* What you have to do
Copy out the data between the lines holding "of the damaged" and "pixel 544 313", inclusive, and rescale only the answer coordinates by multiplying each by 0.85 and rounding to a whole number, with halves rounded up. Leave every other line and number unchanged.

* Exercise materials
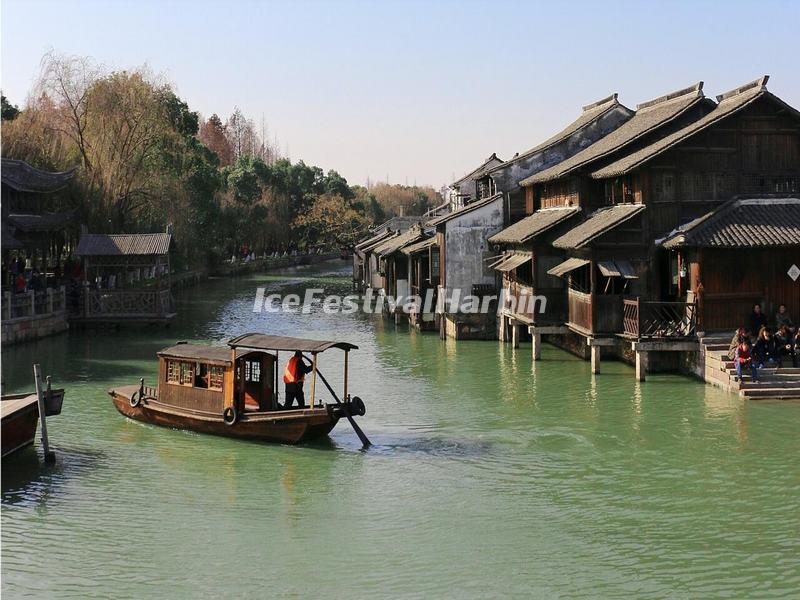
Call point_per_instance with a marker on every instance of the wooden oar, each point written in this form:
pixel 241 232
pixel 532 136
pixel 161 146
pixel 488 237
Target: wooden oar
pixel 361 435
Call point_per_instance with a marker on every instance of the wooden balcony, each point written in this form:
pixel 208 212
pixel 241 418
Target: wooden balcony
pixel 594 314
pixel 651 319
pixel 151 305
pixel 518 301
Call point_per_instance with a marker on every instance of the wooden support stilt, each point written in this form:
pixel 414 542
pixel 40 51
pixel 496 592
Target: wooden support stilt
pixel 49 456
pixel 536 345
pixel 346 355
pixel 313 379
pixel 594 352
pixel 641 364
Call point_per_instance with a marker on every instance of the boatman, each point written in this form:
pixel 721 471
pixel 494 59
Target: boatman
pixel 293 377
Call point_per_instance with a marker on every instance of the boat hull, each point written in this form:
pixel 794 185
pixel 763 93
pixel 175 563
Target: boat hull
pixel 19 429
pixel 287 427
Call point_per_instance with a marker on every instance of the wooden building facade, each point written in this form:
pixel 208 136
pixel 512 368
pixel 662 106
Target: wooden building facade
pixel 684 157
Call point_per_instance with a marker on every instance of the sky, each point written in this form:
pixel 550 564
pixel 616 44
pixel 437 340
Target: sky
pixel 411 92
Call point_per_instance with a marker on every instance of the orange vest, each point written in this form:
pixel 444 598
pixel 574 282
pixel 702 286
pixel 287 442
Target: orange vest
pixel 292 373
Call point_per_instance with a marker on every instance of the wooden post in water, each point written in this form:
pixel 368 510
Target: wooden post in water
pixel 313 378
pixel 344 395
pixel 49 456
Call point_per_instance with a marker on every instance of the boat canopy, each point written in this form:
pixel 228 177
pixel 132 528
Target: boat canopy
pixel 260 341
pixel 209 354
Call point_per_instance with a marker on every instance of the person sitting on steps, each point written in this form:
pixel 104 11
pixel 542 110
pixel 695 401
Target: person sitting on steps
pixel 737 339
pixel 756 321
pixel 784 343
pixel 744 359
pixel 782 319
pixel 765 352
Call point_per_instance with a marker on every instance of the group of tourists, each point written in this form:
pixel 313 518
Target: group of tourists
pixel 759 346
pixel 23 275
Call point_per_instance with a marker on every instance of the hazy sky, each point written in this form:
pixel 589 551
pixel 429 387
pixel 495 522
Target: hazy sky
pixel 412 91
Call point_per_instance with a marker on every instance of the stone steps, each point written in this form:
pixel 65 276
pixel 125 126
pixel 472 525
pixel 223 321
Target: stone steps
pixel 774 384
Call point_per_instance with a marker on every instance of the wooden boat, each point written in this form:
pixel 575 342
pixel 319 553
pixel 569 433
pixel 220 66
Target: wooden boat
pixel 20 416
pixel 233 391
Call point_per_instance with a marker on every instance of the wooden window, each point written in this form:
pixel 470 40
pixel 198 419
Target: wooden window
pixel 180 373
pixel 173 371
pixel 664 187
pixel 216 378
pixel 187 374
pixel 435 266
pixel 252 371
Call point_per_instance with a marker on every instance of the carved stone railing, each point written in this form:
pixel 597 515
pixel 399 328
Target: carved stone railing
pixel 653 319
pixel 126 303
pixel 33 303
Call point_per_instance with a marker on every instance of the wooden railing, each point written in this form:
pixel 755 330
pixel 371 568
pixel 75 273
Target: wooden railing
pixel 643 318
pixel 595 313
pixel 580 309
pixel 518 300
pixel 127 303
pixel 726 311
pixel 422 291
pixel 33 303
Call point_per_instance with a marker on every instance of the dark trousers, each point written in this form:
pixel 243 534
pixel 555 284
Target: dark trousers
pixel 294 391
pixel 753 371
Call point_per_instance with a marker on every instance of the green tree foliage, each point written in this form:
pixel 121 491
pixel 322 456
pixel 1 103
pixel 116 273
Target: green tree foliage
pixel 145 160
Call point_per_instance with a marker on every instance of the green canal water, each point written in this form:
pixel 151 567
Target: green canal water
pixel 491 476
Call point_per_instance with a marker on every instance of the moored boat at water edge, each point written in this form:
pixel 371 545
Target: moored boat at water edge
pixel 233 391
pixel 20 416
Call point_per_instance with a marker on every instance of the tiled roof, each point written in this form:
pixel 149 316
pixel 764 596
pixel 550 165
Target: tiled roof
pixel 598 223
pixel 590 114
pixel 98 244
pixel 480 171
pixel 649 117
pixel 420 246
pixel 382 235
pixel 22 177
pixel 464 210
pixel 730 103
pixel 399 223
pixel 532 225
pixel 395 243
pixel 750 223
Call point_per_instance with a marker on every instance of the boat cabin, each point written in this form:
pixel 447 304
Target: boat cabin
pixel 244 375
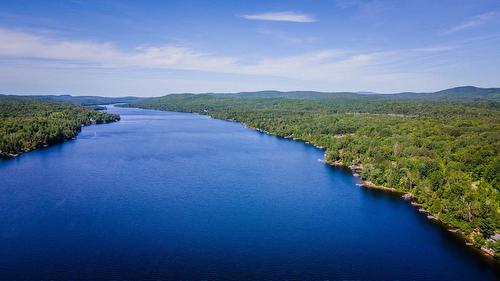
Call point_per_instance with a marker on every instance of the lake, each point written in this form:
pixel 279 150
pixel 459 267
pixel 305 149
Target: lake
pixel 166 195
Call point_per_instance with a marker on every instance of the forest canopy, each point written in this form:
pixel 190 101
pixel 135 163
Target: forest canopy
pixel 445 154
pixel 27 124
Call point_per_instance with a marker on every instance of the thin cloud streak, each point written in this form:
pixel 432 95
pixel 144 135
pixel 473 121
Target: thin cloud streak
pixel 334 66
pixel 281 16
pixel 472 22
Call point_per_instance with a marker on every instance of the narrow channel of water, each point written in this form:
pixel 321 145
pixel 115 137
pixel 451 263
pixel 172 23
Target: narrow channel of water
pixel 182 196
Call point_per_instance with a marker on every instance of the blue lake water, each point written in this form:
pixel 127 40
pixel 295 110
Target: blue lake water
pixel 164 195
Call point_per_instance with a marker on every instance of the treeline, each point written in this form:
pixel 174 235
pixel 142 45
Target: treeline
pixel 445 154
pixel 27 124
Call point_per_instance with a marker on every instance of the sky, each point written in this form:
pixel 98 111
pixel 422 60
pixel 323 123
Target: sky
pixel 153 48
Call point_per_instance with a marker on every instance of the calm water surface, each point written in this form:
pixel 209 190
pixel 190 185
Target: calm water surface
pixel 182 196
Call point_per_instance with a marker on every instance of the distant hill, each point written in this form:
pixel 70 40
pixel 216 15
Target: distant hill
pixel 458 94
pixel 80 100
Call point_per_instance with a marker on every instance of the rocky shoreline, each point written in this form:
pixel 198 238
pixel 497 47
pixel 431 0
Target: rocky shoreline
pixel 356 172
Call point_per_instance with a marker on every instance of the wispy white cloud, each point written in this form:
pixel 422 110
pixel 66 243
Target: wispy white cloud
pixel 286 36
pixel 281 16
pixel 471 22
pixel 338 67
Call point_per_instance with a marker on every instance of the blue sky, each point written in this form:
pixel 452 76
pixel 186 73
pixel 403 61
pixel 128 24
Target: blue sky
pixel 151 48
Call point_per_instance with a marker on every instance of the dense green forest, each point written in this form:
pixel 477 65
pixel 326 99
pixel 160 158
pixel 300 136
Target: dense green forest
pixel 79 100
pixel 445 154
pixel 27 124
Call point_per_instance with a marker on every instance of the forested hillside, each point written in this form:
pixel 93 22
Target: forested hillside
pixel 27 124
pixel 445 154
pixel 79 100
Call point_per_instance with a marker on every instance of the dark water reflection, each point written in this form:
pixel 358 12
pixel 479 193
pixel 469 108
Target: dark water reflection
pixel 162 195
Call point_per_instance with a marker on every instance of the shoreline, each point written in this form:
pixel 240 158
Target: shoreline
pixel 356 171
pixel 8 156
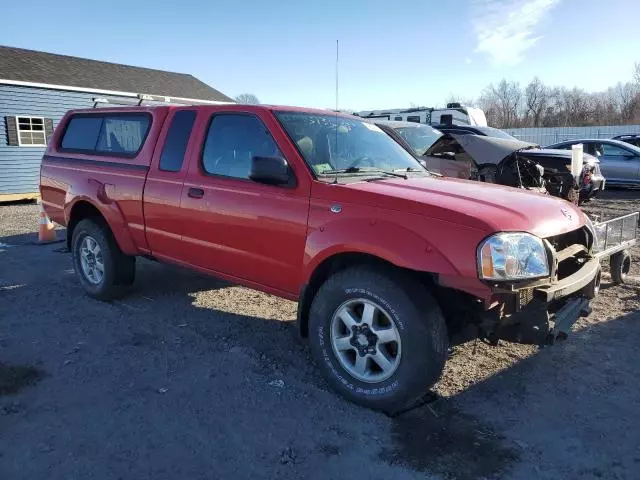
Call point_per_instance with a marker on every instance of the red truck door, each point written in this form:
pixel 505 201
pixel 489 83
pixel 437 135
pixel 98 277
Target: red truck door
pixel 163 188
pixel 233 225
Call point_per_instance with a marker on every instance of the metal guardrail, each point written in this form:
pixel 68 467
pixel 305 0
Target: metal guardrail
pixel 616 234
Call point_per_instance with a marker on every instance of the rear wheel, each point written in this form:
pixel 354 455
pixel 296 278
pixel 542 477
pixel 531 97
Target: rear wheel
pixel 379 339
pixel 620 264
pixel 101 266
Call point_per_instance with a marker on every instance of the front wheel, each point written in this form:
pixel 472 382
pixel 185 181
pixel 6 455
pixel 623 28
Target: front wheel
pixel 380 340
pixel 99 263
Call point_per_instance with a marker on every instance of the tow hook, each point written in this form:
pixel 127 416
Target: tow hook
pixel 566 317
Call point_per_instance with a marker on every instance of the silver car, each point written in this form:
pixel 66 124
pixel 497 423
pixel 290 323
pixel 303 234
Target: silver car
pixel 619 161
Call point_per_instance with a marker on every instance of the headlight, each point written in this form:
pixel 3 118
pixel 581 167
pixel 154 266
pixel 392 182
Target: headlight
pixel 512 256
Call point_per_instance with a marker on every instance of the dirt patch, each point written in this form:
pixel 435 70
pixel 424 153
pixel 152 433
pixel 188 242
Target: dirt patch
pixel 439 439
pixel 14 378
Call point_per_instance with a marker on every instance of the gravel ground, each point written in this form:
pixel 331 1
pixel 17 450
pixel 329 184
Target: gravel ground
pixel 189 377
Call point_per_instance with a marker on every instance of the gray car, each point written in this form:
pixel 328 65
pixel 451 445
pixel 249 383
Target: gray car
pixel 619 161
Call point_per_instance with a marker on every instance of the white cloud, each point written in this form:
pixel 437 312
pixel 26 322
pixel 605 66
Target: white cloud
pixel 506 29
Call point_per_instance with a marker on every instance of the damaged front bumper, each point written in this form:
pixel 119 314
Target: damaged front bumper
pixel 544 313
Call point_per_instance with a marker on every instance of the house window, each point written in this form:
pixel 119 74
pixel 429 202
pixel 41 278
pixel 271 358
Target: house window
pixel 31 132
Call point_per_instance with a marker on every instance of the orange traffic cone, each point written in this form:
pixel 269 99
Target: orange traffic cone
pixel 47 231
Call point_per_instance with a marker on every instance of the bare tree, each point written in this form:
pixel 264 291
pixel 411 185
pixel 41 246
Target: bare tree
pixel 536 99
pixel 247 98
pixel 502 103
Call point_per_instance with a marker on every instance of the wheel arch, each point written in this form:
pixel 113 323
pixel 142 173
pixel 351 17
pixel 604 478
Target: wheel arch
pixel 335 263
pixel 84 208
pixel 79 211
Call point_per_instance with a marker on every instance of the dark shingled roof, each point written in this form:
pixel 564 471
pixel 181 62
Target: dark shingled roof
pixel 40 67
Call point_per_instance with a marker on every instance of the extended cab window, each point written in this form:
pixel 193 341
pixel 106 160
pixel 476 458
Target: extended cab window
pixel 106 134
pixel 232 141
pixel 175 144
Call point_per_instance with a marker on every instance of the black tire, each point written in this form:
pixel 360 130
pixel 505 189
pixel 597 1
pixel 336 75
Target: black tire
pixel 420 325
pixel 620 264
pixel 119 269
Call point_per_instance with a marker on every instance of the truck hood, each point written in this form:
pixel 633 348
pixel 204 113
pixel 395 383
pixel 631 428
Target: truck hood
pixel 487 207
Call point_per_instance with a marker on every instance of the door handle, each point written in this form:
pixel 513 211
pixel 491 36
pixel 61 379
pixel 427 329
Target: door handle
pixel 196 193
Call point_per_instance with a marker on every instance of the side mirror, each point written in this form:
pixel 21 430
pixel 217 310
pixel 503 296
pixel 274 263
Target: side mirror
pixel 269 170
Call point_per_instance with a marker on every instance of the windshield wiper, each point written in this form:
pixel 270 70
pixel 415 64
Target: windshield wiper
pixel 363 170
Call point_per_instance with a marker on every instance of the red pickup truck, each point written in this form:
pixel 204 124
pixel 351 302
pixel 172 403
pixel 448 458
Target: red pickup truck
pixel 390 265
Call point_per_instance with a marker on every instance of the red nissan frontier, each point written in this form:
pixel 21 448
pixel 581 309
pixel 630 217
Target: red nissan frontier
pixel 390 265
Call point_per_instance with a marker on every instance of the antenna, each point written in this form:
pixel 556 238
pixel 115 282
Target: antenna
pixel 337 58
pixel 335 180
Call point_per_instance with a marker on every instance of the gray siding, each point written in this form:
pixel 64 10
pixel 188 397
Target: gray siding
pixel 20 166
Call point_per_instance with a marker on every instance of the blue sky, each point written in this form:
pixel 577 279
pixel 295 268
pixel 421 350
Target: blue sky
pixel 392 54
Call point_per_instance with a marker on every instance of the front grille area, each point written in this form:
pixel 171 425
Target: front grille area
pixel 571 251
pixel 525 296
pixel 560 242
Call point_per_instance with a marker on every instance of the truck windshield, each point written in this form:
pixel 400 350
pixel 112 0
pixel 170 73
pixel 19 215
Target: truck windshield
pixel 420 137
pixel 331 143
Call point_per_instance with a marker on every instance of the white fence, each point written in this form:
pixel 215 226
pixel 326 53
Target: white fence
pixel 547 136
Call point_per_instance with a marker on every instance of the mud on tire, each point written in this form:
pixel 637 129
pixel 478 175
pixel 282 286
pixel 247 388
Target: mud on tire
pixel 422 345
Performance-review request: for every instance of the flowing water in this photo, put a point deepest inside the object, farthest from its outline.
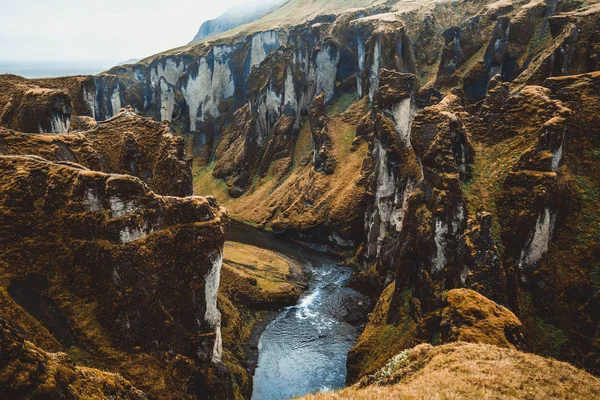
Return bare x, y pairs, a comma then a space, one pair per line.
304, 349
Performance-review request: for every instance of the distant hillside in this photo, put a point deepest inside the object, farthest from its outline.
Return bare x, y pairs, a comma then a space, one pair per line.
237, 16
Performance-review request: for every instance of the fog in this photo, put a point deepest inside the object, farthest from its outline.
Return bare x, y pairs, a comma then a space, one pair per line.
108, 32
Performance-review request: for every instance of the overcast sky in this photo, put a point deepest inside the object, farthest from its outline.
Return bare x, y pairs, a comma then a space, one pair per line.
100, 30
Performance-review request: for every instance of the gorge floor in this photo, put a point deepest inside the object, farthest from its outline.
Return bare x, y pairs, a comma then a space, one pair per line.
305, 347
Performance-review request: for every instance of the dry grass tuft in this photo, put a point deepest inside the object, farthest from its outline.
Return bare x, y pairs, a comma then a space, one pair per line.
472, 371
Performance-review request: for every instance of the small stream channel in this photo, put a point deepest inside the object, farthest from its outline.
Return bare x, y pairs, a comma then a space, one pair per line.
305, 348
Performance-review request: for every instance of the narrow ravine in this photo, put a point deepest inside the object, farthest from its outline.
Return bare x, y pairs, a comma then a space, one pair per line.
305, 348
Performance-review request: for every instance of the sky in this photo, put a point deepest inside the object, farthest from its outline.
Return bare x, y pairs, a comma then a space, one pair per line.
110, 31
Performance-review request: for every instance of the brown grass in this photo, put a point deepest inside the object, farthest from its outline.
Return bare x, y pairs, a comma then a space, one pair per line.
267, 271
473, 371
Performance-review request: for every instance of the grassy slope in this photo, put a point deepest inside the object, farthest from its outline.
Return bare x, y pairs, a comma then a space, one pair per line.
270, 199
472, 371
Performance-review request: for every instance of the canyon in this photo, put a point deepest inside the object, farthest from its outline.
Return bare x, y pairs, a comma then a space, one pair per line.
442, 156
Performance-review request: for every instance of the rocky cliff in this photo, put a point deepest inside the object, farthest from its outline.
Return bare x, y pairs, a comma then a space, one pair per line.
101, 267
439, 139
239, 15
126, 144
446, 144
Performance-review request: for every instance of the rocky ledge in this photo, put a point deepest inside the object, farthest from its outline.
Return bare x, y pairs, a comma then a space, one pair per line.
101, 267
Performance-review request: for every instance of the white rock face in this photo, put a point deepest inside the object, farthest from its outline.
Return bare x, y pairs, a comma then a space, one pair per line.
556, 158
441, 229
268, 111
290, 100
340, 241
212, 315
167, 100
374, 72
205, 92
540, 239
115, 101
397, 217
93, 203
262, 44
129, 235
120, 207
171, 69
326, 71
361, 67
404, 113
59, 124
90, 100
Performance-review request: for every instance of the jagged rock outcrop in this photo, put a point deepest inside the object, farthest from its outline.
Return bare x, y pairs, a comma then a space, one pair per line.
27, 107
239, 15
126, 144
111, 269
26, 371
455, 370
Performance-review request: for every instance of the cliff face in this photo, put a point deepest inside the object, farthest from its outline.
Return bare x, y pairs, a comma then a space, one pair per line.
115, 275
449, 144
37, 373
240, 15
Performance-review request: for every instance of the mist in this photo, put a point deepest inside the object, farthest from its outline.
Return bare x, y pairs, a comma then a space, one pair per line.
107, 32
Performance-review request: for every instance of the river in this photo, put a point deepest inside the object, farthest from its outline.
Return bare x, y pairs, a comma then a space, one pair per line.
305, 348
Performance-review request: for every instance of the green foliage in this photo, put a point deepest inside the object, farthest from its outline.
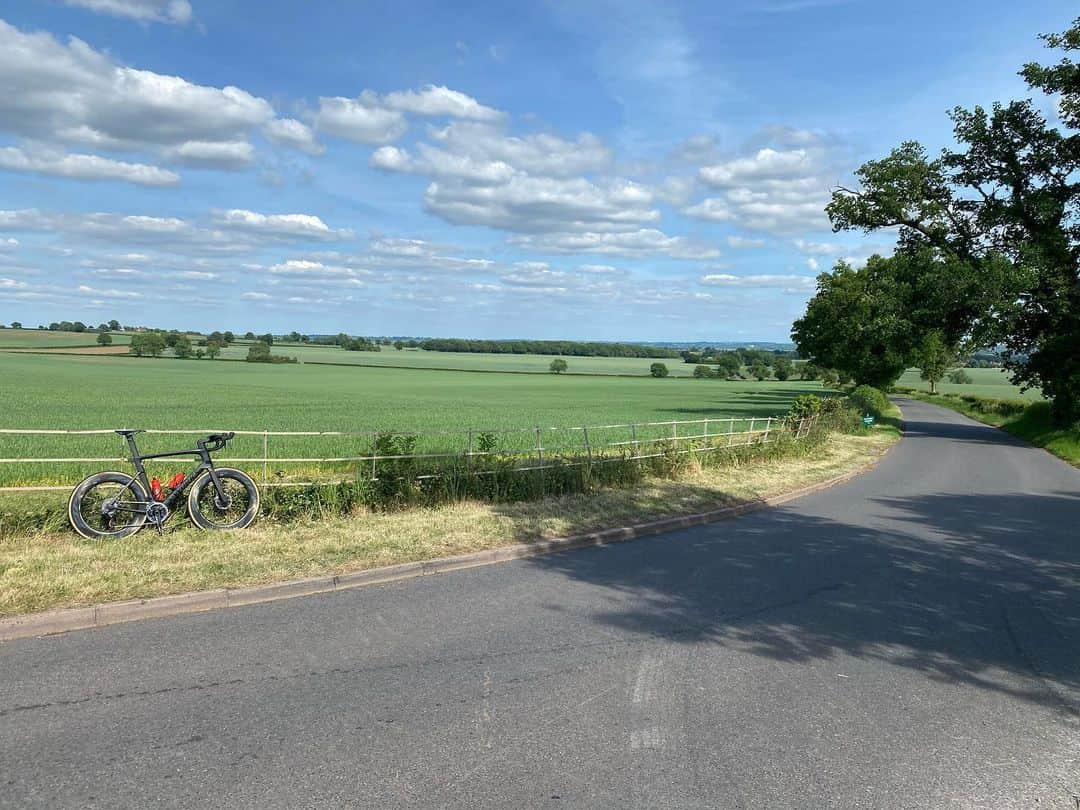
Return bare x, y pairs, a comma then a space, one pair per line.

* Solution
Call point_per_instance with a marker on every instance of the damaged front bumper, each point written in this form:
pixel 119 314
Target: damaged front bumper
pixel 462 266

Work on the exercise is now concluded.